▶ Written problem
Copy every line of the records below without changing a single character.

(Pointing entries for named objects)
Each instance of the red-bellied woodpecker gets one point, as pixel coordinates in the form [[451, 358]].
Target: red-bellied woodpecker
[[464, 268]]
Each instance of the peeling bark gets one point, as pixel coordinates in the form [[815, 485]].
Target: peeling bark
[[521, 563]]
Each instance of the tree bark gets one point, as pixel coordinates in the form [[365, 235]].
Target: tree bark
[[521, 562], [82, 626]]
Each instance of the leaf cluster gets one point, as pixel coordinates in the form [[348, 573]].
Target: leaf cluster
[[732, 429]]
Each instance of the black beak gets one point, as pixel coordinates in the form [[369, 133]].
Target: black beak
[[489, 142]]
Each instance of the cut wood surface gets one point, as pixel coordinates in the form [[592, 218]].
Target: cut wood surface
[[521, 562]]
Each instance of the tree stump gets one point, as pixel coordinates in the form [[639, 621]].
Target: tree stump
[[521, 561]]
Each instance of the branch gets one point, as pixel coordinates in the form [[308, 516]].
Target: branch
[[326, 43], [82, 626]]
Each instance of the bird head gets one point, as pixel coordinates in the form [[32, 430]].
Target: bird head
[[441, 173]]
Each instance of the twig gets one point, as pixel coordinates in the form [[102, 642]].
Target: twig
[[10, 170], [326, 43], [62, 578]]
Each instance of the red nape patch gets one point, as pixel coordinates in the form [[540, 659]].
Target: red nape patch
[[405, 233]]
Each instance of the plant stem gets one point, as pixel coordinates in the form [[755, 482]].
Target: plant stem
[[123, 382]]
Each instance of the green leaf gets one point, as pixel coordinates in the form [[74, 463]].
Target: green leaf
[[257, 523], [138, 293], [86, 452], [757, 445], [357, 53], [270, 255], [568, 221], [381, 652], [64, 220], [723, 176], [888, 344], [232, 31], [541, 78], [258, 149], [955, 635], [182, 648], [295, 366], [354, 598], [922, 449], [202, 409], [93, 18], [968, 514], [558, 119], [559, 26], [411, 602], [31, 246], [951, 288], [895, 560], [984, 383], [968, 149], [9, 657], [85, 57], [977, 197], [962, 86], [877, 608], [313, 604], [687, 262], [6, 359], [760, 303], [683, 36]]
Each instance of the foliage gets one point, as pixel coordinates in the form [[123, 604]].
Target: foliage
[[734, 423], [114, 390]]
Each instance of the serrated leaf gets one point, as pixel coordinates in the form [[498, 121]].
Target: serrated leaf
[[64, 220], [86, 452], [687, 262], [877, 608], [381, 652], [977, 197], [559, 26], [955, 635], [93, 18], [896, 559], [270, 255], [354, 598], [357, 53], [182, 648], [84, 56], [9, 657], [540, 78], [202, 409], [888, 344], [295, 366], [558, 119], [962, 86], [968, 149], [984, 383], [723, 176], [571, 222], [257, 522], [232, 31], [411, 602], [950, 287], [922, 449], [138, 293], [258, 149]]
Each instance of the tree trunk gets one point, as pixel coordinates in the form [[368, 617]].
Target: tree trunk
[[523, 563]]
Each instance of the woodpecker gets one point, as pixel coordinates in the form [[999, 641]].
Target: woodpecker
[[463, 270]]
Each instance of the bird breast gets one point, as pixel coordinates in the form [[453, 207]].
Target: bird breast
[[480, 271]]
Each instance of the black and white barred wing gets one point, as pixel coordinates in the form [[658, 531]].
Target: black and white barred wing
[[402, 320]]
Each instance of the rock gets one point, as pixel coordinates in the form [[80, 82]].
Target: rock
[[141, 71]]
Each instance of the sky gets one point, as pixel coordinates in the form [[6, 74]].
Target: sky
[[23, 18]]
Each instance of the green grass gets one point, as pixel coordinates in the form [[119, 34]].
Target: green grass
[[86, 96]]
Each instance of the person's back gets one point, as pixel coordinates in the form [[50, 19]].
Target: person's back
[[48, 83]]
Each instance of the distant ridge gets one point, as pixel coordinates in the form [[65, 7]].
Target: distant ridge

▶ Solution to the exercise
Each instance of the red-bellied woodpecker gets one point, as pixel coordinates in the form [[451, 358]].
Target: red-bellied woodpecker
[[464, 268]]
Each instance of the peeling bark gets one point, as pixel coordinates in the form [[815, 485]].
Target: peeling bark
[[521, 563]]
Each instance of the tree bark gets one point, as pixel coordinates in the form [[365, 235]].
Target: tree bark
[[521, 562], [82, 626]]
Each instance of the leaf cluster gets one point, as pixel coordinates in the form [[348, 573]].
Target: leaf cluster
[[732, 429]]
Each instance of the black beak gets one point, as pixel coordinates in the form [[369, 133]].
Target: black beak
[[489, 142]]
Each instance of the cut wood surface gets one point, as pixel coordinates in the form [[592, 218]].
Target: cut wood surface
[[521, 562]]
Each instance of the tree stump gets one point, as pixel coordinates in the form [[639, 621]].
Target: tree stump
[[521, 561]]
Each instance of the branch gets one point, as pixel coordinates in the form [[308, 516]].
Target: branch
[[326, 43], [82, 626]]
Each instance of the bird head gets one point, as pixel coordinates in the form [[32, 430]].
Target: bird head
[[441, 173]]
Each instance of the twig gets one point, as pixel coordinates in the form [[102, 642]].
Target: twig
[[10, 170], [326, 43], [62, 578]]
Each instance of the red nape patch gets one point, as pixel coordinates in the form [[540, 659]].
Target: red nape patch
[[405, 233]]
Each instance of the plant stem gets one point, as pixel coordinates in the form [[755, 482]].
Target: plant stem
[[123, 382]]
Each instance of the green leaf gets one point, as pixel coordinates in the form [[74, 463]].
Target: green leaf
[[257, 523], [138, 293], [86, 452], [757, 445], [357, 53], [270, 255], [568, 221], [381, 652], [64, 220], [723, 176], [888, 344], [232, 31], [541, 78], [258, 149], [955, 635], [182, 648], [295, 366], [354, 598], [922, 449], [202, 409], [93, 18], [968, 514], [558, 119], [559, 26], [411, 602], [31, 246], [951, 288], [895, 560], [984, 383], [968, 149], [9, 657], [85, 57], [977, 197], [962, 86], [877, 608], [313, 604], [687, 262], [6, 359], [760, 303], [683, 36]]
Each instance of the foliage gets one point, as pixel coordinates in the form [[123, 604]].
Target: foliage
[[734, 423], [114, 390]]
Each instance of the serrated leaf gets one point, as pixel coordinates in the form [[498, 121]].
Target: serrated leaf
[[64, 220], [86, 452], [687, 262], [877, 608], [381, 652], [977, 197], [559, 26], [955, 635], [93, 18], [896, 559], [270, 255], [354, 598], [357, 53], [182, 648], [84, 56], [9, 657], [540, 78], [202, 409], [888, 344], [295, 366], [558, 119], [962, 86], [968, 149], [984, 383], [723, 176], [571, 222], [257, 522], [232, 31], [411, 602], [950, 287], [922, 449], [138, 293], [258, 149]]
Each instance of the tree trunk gets one point, as pixel coordinates in the form [[368, 617]].
Target: tree trunk
[[523, 563]]
Each instance of the woodpecker gets one point, as pixel coordinates in the form [[999, 641]].
Target: woodpecker
[[463, 270]]
Each instance of the bird breast gets one point, as pixel coordinates in the form [[453, 207]].
Target: bird breast
[[480, 271]]
Each instance of the black and white barred wing gets one point, as pixel coordinates in the form [[658, 531]].
Target: black and white barred wing
[[402, 320]]
Each instance of the rock gets one point, as pixel coordinates in the form [[80, 82]].
Target: rock
[[141, 71]]
Each instance of the sky gets one point, as pixel coordinates in the form [[6, 74]].
Target: sky
[[23, 18]]
Each instance of the green grass gets one point, as pixel coordinates in the form [[119, 34]].
Target: green grass
[[86, 96]]
Each instance of the person's back gets one point, as pixel coordinates in the form [[50, 19]].
Target: person's back
[[48, 83]]
Each instance of the distant ridge gets one point, as pixel coordinates in the form [[65, 7]].
Target: distant ridge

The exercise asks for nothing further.